PROBLEM DETAILS: Write the records below out in full, character for character, with no pictures.
── EXCERPTED DATA ──
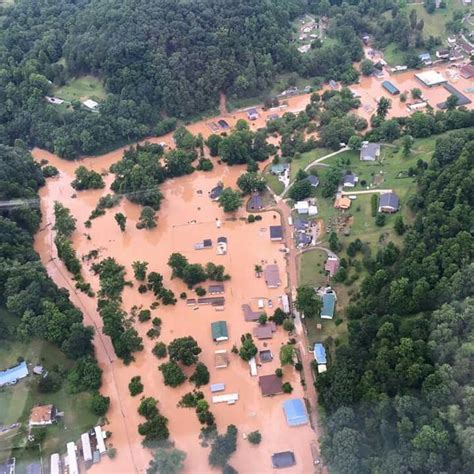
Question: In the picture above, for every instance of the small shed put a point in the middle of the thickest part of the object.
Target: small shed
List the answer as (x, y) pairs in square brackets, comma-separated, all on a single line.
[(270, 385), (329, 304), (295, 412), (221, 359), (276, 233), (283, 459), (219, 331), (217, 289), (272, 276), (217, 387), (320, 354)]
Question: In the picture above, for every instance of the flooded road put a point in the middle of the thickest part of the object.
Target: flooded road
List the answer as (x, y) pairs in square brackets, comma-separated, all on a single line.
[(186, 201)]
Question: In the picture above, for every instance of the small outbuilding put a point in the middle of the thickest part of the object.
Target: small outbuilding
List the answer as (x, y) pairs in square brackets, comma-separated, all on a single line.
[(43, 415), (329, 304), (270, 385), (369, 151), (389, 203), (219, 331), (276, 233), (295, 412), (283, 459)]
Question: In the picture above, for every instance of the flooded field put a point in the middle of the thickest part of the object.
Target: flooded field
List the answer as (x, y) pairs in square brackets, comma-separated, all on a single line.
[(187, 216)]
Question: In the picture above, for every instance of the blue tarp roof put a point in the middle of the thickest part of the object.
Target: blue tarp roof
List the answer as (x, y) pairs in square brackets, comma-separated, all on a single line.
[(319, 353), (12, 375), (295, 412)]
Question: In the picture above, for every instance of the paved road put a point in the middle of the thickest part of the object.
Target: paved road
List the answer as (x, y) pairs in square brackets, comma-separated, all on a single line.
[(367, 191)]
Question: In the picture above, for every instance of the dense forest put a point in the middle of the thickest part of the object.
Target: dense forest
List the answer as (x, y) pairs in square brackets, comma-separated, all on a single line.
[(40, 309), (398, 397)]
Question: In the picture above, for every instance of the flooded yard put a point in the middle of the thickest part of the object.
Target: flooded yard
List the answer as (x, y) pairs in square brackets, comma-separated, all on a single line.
───
SOLUTION:
Question: In the picture above, for every instance of the small shed put a point in the middle of the thickest part of the object.
Target: small shed
List the answer as (x, y) pairs in square brackets, comma-separated, all on a single line.
[(270, 385), (329, 304), (295, 412), (221, 359), (276, 233), (283, 459), (219, 331), (217, 289), (272, 276), (217, 387), (320, 354)]
Question: In the picture above, for every instance of the flooded road put a point in the middle of the thickest part of the object.
Target: flooded road
List the answer as (x, y) pairs in square brackets, comma-separated, all on a single line.
[(186, 201)]
Question: In the picture above, for every instance of the small outbuilding put a point in the middle of the thickest part of the object.
Target: small outbuilding
List the answer as (x, y) pairs in square brackets, comma-separated, all on a single line.
[(43, 415), (329, 304), (270, 385), (369, 151), (389, 203), (219, 331), (276, 233), (295, 412), (283, 459)]
Question: In the picture above, for every instance of the flooded field put a point in the middle of the thickest part of the object.
Target: flooded field
List the answer as (x, y) pairs in square brackets, comma-separated, all on a single line.
[(187, 216)]
Question: In the picture above, for every instance of the blue tarp roof put a point in the middle of the thickest part of the object.
Target: blue tarp roof
List the answer as (x, y) pairs in square brackets, comma-separated, all on a single line.
[(319, 353), (12, 375), (295, 412)]
Question: In the picture above, for every instance of the paved road put a point in the middle of the thickest part of the object.
Target: paved road
List the answer as (x, y) pairs in square brackets, comma-separated, all on a single line.
[(367, 191)]
Question: In the picture above, for every instance of the dense forest put a point in the middle of the thickest part of the object.
Target: dense forest
List the answer as (x, y) pairs in square brackets, comma-separated, all on a single line.
[(40, 309), (398, 397)]
Question: In the picture above, for every instance of the flooded yard put a point in the middle of the thickest part of the object.
Target: flooded yard
List the answer as (x, y) pairs in square brackets, comma-separated, all on a single line.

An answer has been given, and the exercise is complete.